◆ Task goal ◆
Present the count of lines in the entries below that hold "exact", and present nothing else.

=======

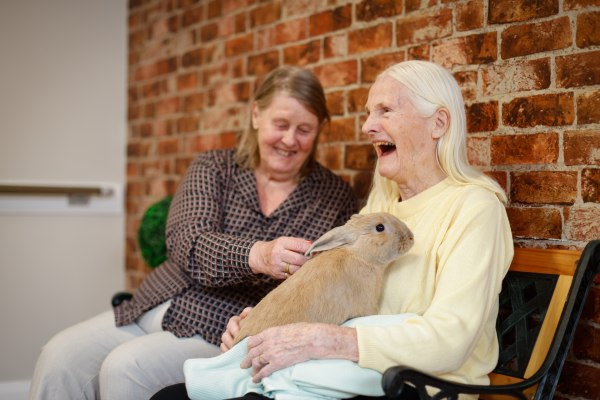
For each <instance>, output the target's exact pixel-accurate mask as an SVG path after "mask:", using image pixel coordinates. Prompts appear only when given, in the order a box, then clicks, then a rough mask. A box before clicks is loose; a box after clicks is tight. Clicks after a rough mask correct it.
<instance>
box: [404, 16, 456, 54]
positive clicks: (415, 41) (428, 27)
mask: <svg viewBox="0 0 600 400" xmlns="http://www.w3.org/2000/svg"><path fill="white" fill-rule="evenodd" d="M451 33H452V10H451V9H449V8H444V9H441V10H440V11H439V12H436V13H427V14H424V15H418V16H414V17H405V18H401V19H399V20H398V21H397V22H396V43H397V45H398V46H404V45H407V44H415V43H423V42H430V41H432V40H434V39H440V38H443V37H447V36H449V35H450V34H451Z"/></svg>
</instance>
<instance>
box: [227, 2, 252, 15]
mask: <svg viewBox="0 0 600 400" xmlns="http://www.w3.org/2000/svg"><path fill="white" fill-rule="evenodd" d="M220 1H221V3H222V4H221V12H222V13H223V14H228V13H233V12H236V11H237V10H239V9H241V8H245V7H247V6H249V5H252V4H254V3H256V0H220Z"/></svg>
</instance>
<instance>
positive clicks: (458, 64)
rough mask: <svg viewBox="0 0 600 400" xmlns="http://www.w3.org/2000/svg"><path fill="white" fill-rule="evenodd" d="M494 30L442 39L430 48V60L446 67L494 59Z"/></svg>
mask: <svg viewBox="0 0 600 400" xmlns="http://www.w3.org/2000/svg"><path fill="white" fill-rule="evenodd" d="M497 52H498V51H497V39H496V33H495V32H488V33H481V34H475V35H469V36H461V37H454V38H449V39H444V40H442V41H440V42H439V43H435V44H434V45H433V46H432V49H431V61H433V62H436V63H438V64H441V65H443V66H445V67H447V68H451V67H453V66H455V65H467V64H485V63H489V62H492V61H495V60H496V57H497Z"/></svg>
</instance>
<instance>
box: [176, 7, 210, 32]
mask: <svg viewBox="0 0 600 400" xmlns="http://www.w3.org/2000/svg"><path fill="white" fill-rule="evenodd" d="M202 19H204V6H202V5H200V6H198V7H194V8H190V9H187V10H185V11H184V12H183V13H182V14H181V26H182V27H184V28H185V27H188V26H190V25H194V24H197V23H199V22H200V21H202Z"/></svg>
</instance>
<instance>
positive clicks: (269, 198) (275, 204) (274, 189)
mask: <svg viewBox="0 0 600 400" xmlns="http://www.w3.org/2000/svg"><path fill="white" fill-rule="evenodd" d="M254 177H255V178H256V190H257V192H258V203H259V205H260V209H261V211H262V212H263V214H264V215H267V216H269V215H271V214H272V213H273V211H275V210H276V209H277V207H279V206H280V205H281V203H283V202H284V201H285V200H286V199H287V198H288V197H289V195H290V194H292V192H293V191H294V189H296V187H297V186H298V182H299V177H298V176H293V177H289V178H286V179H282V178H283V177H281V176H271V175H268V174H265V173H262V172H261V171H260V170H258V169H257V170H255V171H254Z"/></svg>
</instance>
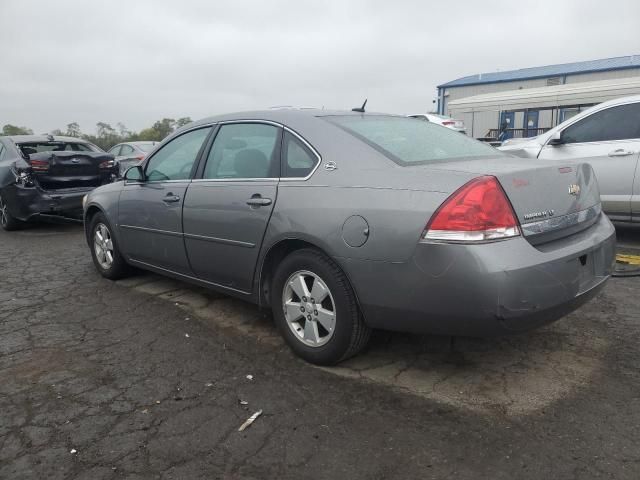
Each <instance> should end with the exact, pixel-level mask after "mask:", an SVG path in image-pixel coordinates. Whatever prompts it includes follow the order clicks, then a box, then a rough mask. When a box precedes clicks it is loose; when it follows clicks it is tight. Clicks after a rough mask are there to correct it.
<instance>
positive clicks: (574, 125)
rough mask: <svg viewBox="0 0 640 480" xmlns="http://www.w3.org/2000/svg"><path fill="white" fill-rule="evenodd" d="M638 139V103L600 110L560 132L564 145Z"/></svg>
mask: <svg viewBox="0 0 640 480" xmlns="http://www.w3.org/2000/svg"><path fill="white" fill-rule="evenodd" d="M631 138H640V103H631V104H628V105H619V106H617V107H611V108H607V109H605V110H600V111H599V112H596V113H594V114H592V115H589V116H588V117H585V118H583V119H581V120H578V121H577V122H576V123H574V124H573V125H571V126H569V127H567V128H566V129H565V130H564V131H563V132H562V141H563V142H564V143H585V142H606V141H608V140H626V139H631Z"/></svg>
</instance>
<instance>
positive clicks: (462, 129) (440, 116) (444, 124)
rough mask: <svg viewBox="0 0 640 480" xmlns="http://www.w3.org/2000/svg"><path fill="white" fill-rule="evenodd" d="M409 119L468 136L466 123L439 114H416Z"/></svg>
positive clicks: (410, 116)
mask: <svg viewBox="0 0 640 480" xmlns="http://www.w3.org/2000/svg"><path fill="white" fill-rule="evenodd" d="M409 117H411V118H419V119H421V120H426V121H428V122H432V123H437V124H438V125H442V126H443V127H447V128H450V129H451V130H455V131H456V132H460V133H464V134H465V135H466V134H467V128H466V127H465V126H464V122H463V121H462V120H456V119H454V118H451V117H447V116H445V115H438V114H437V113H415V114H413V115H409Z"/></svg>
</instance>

=======

◆ Solution to the problem ◆
2